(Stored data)
___

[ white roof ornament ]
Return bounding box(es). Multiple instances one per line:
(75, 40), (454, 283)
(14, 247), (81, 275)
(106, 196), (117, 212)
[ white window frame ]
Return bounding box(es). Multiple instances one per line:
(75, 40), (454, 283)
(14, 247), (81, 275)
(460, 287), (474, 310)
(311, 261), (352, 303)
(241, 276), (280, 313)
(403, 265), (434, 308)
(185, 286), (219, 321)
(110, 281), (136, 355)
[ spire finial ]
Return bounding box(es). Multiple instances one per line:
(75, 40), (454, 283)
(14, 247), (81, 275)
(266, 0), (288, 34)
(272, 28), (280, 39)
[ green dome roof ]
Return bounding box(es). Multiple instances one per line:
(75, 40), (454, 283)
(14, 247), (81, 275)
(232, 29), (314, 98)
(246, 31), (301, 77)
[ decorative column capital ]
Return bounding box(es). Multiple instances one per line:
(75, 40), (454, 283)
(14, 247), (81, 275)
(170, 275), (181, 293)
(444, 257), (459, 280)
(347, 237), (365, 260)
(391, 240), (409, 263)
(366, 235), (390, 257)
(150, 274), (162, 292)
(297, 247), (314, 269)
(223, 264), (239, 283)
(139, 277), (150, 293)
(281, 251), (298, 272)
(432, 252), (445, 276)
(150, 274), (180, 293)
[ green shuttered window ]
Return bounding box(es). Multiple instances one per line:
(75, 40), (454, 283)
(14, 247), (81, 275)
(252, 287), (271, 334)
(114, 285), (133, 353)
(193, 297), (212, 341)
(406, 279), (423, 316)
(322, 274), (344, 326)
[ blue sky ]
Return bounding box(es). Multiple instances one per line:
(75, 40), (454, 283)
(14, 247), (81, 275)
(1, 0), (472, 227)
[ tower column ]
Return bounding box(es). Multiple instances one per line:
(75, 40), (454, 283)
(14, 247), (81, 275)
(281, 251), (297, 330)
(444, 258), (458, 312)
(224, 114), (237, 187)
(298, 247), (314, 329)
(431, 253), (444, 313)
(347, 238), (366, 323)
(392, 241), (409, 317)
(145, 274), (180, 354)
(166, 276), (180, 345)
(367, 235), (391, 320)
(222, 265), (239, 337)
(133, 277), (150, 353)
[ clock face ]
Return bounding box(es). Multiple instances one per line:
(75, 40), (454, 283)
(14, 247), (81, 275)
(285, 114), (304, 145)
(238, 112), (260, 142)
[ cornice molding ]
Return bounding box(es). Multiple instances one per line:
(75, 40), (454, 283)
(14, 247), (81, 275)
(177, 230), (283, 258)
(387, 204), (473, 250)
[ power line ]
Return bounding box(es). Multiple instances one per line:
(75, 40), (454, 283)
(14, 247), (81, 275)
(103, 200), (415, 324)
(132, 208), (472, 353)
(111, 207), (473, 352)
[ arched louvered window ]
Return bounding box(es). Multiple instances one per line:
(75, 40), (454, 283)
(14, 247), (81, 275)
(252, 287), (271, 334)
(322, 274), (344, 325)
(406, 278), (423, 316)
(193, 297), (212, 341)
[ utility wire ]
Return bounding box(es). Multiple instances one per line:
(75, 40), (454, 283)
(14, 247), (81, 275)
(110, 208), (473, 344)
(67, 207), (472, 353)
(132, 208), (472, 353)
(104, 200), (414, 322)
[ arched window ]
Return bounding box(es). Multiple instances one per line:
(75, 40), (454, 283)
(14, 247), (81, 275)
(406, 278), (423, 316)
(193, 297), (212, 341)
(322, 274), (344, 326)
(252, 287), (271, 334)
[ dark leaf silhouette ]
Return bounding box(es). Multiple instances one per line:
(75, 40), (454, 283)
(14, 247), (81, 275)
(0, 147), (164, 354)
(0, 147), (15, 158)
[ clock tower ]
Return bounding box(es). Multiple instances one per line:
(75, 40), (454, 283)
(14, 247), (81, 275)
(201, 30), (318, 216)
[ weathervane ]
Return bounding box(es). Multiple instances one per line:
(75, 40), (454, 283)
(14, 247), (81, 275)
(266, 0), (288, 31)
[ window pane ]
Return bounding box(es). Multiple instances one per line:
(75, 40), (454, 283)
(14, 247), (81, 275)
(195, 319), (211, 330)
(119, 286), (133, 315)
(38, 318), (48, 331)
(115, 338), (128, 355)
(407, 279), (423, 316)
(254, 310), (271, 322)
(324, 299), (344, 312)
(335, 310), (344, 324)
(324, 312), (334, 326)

___

- Task item: Above are the entries; copy every line among them that contains the word "roof".

- Task result:
[ white roof ornament ]
[ green dome roof ]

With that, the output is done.